▶ **Passage provided**:
--
PHOTOGRAPH: Alexey Poprotsky, 123rf.com
In every marriage, a woman holds expectations of how her husband should conduct himself. But these expectations are often unspoken, and conflict can arise when they are violated.
For a marriage to thrive, couples need to set explicit boundaries together and take ownership in providing clear rules of engagement, says Elvira Tan, marriage specialist at Focus on the Family Singapore.
Like markings and dividers on the road that prevent cars from colliding, clearly defined boundaries in a marriage help to protect the relationship through commitment and mutual respect for the rules.
Elvira explains that talking about boundaries helps you to build trust within the relationship. They teach you to take the perspective of your partner and be more understanding and sensitive to each other’s needs. You might realise that you have very different ideas about how to behave in certain situations.
How to talk about boundaries
Boundaries are essentially a set of rules that you have in your head about what you consider to be appropriate conduct within a marriage. To make them work, both husband and wife need to agree upon these rules and abide by them.
--
▶ **Recorded data**:
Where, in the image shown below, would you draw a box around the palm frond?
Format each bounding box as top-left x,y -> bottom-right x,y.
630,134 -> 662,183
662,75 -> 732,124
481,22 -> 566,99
--
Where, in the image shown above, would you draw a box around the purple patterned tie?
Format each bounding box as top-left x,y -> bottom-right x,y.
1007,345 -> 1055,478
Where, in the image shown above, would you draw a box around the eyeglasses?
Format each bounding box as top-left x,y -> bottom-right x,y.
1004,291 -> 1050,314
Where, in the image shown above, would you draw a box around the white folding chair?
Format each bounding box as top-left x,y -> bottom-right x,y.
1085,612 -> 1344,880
--
▶ **Required work**: Return the passage in the article on marriage boundaries above from "Like markings and" to "for the rules.", word for word.

▶ **Answer below**:
Like markings and dividers on the road that prevent cars from colliding, clearly defined boundaries in a marriage help to protect the relationship through commitment and mutual respect for the rules.